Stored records

──────────────────────────────

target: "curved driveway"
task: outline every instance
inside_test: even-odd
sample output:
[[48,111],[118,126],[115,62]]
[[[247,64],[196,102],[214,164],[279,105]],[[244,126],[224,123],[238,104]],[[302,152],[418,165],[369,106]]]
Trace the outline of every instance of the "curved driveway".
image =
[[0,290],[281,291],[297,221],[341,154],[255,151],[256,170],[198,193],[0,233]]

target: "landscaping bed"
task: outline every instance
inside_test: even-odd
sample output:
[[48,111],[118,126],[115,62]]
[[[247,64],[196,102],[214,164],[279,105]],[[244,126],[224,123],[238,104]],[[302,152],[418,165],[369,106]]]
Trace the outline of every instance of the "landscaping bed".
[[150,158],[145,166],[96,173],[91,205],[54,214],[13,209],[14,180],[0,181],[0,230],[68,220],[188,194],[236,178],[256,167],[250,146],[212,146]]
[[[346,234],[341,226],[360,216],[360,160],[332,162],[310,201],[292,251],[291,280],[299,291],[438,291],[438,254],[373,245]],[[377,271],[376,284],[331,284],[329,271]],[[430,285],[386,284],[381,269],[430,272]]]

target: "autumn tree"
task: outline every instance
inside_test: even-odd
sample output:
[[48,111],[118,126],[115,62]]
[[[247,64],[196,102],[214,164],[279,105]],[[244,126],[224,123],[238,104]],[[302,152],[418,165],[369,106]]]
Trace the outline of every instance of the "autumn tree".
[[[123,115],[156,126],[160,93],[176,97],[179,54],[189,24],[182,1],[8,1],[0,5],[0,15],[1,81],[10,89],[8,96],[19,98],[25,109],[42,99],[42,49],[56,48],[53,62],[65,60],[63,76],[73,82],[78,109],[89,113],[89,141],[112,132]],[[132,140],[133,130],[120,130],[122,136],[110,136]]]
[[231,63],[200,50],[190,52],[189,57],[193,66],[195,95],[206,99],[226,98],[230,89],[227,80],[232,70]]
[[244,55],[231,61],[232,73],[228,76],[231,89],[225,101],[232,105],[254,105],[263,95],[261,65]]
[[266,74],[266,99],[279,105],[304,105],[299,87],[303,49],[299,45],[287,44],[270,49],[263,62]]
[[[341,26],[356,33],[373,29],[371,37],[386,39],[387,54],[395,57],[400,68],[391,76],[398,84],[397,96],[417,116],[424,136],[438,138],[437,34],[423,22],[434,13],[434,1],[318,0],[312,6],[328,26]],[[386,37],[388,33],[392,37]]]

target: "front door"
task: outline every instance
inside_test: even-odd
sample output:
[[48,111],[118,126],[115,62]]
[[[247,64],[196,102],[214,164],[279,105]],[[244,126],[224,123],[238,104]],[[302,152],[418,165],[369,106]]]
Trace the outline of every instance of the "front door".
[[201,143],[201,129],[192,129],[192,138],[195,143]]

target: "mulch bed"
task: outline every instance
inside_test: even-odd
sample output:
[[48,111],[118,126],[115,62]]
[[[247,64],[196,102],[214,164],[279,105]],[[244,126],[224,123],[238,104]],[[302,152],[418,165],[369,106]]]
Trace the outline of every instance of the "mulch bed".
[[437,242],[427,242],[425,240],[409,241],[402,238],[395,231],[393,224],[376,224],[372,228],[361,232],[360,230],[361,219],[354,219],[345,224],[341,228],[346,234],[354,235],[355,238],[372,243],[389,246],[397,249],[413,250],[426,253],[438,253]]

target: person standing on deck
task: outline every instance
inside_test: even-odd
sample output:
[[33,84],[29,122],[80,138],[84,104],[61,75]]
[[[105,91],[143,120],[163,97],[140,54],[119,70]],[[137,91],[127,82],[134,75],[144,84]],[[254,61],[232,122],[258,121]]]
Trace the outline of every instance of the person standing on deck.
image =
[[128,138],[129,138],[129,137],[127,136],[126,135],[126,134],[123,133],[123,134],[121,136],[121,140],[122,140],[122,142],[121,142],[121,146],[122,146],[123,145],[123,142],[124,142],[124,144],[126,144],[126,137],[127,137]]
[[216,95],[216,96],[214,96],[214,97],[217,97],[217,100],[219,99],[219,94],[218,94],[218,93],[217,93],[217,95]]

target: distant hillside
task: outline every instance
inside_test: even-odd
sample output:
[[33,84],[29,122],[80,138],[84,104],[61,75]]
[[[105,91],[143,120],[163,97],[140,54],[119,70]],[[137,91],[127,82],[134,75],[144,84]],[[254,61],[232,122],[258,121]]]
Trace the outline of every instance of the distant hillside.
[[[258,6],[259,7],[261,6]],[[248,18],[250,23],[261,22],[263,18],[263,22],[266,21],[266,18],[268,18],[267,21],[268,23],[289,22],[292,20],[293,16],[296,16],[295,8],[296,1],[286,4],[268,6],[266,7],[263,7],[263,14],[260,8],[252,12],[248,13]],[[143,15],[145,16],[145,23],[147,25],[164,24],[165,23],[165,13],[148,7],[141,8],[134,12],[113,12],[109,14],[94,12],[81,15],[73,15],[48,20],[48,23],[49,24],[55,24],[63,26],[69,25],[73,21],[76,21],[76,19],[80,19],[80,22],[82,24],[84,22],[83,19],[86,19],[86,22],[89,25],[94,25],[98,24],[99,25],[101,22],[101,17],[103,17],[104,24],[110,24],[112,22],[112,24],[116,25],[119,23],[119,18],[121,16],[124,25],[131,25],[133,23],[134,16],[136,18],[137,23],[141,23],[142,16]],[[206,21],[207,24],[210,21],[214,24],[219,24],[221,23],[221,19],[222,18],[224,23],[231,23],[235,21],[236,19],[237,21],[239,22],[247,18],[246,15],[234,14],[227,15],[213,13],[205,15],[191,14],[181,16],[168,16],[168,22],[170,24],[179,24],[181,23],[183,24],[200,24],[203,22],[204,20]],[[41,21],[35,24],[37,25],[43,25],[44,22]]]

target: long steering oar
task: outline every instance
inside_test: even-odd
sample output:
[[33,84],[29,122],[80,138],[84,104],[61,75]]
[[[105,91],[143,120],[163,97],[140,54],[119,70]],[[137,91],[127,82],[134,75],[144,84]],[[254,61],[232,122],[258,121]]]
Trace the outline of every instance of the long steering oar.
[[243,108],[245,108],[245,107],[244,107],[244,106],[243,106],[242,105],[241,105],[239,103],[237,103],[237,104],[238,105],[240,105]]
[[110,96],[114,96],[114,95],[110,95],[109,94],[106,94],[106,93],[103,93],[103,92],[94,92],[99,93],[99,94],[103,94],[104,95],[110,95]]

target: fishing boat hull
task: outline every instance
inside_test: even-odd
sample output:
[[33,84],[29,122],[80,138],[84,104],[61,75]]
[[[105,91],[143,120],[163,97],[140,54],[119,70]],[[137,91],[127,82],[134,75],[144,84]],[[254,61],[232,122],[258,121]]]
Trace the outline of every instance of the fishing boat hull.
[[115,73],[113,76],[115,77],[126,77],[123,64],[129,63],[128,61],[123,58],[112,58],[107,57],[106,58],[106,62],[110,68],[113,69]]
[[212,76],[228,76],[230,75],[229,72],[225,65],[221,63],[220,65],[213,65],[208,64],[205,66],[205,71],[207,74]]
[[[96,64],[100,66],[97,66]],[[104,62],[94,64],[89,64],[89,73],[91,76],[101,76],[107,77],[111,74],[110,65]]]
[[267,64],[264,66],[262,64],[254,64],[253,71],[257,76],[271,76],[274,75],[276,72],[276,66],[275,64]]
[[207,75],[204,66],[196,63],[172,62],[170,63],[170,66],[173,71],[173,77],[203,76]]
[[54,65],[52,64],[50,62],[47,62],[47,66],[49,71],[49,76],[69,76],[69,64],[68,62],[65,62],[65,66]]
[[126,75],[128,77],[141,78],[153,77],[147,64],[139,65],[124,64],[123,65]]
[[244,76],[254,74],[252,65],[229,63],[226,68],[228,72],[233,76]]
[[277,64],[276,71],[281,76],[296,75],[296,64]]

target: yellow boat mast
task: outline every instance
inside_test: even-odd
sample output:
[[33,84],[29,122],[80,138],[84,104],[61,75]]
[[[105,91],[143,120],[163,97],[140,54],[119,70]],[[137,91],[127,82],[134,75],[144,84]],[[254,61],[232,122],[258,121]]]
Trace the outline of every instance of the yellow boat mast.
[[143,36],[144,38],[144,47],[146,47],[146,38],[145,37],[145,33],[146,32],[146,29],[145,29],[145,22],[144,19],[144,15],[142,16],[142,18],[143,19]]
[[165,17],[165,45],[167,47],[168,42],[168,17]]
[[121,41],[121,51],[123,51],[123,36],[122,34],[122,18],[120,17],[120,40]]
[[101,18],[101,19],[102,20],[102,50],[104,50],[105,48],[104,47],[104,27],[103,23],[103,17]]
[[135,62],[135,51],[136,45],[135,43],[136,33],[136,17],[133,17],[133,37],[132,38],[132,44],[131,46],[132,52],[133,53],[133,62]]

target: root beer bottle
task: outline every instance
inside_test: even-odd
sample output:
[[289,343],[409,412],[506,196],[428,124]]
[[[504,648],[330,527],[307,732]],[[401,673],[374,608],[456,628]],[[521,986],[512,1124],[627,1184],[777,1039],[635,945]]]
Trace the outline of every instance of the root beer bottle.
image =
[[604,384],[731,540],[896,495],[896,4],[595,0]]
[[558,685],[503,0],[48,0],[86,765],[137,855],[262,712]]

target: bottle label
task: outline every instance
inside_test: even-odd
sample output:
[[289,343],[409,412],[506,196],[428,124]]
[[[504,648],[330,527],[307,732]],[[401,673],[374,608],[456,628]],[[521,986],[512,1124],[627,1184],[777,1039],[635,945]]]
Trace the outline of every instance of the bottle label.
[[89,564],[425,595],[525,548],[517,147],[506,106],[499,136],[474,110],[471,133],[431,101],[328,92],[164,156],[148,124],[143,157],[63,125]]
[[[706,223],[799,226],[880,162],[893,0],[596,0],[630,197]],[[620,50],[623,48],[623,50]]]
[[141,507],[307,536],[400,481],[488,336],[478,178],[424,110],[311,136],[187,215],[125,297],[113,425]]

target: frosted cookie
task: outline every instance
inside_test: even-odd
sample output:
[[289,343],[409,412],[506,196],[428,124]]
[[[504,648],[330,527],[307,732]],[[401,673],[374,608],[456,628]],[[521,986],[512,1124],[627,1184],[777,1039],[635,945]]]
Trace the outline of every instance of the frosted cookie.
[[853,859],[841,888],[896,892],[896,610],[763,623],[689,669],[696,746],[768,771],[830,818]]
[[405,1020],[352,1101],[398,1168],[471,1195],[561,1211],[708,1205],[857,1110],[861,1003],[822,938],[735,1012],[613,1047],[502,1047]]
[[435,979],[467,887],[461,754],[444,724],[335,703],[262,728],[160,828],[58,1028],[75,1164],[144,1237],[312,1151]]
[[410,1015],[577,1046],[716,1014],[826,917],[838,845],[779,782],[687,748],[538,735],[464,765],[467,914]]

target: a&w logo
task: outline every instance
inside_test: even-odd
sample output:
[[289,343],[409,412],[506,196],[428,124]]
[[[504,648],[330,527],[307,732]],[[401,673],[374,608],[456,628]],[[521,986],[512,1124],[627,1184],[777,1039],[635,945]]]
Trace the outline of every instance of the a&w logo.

──────────────────────────────

Count how many lines of the records above contain the string "mast" and reply with only that number.

◆ **RESULT FOR THIS EXERCISE**
2